───── Selection

Small Initiatives

People, Process, Technology ... sensible!

'Won't happen' predictions, despite myself

By Jay Small | Thu, 01/08/2004 - 12:03am

This is Issue 45 of The Sensible Internet Design Letter [ archive | subscribe ]

I loathe January prediction pieces almost as much as December "year-in-review" roundup articles.

Both are cliche, too-easy forms of reporting and commentary deployed when people are preoccupied and little else in print can capture our attention.

Unfortunately, my own disdain isn't enough to keep me from cooking up a 2004 prediction list for Internet designers. After a while, one learns to live with one's internal compromises, such as settling for a Twinkie in belief it's at least slightly more nutritious than the convenience-store alternative, a twin pack of Ding-Dongs.

I do, at least, offer a twist: these are all things I'm betting will not happen this year, such as my winning a Pulitzer Prize for this edition of the newsletter. We'll tarry no more:

The CAN-SPAM law will not be as successful as supporters hope, nor as awful as critics fear.

Critics worry that the law does nothing more than legitimize e-mail spam. Why worry? Who of sound mind thought spammers were holding back waiting for a thumbs-up from the U.S. government anyway?

But supporters who believe the provisions -- requiring unsubscribe options, prohibiting spoofs of header data or trojan-horse-style exploitation of mailers -- will noticeably reduce the flow of unsolicited, unwanted e-mail are dreaming. Too much spam comes from either operators outside U.S. borders or operators whose practices are illegitimate regardless of location. These people have no incentive to care about the new law.

Still, CAN-SPAM at least sets some reasonable guidelines for e-mail marketers who truly wish to comply with the law, and not to have their messages perceived as spam. And it does so in ways that don't severely crimp the ability to conduct permission marketing campaigns using e-mail.

As with Web browsers, "push" technology and home broadband, ultimately consumers themselves will decide the fate of spam and permission e-mail. Spam will go away only if it becomes ineffective for the advertisers. Permission e-mail can grow only so far as a business opportunity until the flood of spam begins to recede.

──────────
───── Data section

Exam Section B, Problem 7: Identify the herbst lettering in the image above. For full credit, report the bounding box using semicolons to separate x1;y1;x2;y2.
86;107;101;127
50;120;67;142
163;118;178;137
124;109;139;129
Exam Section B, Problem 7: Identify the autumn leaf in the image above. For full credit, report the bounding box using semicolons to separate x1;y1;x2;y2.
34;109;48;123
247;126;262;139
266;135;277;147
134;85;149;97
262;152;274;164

──────────
───── Data section

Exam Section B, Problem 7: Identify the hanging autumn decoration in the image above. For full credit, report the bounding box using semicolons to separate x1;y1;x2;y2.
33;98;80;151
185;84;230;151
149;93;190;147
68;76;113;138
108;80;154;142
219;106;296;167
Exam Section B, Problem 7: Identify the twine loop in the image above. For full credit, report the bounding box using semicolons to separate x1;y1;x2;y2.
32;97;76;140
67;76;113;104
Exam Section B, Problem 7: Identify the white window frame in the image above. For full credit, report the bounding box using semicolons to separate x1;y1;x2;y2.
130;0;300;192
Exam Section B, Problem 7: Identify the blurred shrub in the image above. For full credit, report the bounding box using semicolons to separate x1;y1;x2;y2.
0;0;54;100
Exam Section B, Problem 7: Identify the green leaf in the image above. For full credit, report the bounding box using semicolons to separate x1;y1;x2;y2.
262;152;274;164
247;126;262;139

──────────
───── Data section

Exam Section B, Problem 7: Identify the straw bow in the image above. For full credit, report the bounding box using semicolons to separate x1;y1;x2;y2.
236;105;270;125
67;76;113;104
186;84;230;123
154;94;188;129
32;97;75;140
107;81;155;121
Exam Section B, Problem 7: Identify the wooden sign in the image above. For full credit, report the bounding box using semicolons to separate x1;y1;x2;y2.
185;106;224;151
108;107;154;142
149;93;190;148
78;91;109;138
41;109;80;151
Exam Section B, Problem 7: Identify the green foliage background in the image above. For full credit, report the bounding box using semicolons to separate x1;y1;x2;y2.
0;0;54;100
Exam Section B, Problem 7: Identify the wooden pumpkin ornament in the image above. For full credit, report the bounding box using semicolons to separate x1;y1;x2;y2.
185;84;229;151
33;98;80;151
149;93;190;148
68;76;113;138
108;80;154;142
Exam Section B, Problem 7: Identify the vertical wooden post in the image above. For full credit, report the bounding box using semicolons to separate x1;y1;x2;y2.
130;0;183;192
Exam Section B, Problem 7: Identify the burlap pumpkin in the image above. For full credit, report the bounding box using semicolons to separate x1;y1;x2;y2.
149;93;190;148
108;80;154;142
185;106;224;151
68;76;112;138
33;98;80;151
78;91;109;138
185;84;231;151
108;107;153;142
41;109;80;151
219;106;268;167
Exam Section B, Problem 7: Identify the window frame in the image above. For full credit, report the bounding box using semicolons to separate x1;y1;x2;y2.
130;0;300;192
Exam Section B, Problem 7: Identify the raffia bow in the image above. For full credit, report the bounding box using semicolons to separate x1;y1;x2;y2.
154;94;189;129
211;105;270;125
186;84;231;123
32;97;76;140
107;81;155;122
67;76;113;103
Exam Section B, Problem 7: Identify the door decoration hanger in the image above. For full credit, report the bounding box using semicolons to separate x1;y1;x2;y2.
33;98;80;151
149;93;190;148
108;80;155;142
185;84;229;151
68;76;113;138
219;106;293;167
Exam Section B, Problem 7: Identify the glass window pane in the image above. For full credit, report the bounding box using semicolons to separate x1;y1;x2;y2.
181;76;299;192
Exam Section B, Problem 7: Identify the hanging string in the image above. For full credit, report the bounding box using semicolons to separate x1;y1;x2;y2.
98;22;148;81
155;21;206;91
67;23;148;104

──────────

Put this sentence from the 2004 predictions newsletter into Spanish: "Spam will go away only if it becomes ineffective for the advertisers."

● **Written solution**: El spam solo desaparecerá si se vuelve ineficaz para los anunciantes.